Set problem =>
Extract every line of the material below that contains the string "palo". The match is case-sensitive.

Entries shown =>
┏━━

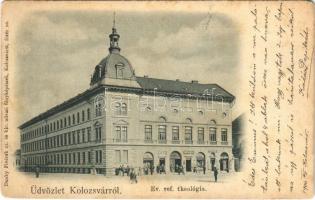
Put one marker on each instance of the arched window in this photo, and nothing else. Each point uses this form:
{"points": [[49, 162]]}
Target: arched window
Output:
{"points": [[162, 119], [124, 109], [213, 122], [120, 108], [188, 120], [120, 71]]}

┗━━
┏━━

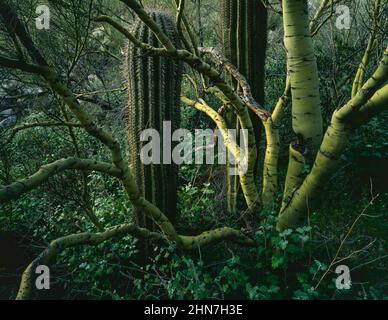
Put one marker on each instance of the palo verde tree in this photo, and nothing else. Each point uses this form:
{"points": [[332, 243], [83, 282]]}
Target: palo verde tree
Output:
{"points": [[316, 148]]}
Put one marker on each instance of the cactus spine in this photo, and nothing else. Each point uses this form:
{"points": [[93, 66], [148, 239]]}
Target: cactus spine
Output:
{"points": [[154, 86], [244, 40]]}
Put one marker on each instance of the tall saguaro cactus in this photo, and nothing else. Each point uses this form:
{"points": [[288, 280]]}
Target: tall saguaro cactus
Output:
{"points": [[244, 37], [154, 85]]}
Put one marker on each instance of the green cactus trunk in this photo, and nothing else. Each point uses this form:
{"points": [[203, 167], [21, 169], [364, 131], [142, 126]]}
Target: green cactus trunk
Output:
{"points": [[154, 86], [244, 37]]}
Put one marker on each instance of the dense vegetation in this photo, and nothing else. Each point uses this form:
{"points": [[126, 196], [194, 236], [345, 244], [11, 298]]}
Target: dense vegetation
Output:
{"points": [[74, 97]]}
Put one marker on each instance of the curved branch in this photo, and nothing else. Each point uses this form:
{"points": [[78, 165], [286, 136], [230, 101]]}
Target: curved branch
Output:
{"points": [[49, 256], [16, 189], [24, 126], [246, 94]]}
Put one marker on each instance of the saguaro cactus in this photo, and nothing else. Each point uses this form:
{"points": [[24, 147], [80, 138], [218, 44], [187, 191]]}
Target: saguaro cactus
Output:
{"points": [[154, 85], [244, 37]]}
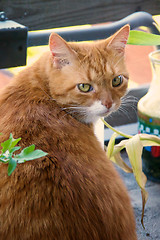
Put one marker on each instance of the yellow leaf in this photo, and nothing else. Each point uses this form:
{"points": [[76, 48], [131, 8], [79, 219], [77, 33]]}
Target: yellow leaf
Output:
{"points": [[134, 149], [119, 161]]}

┗━━

Completed task =>
Put one marker on each instance of the palo verde tree in this photo, and nothing else. Each point uses this form:
Target: palo verde tree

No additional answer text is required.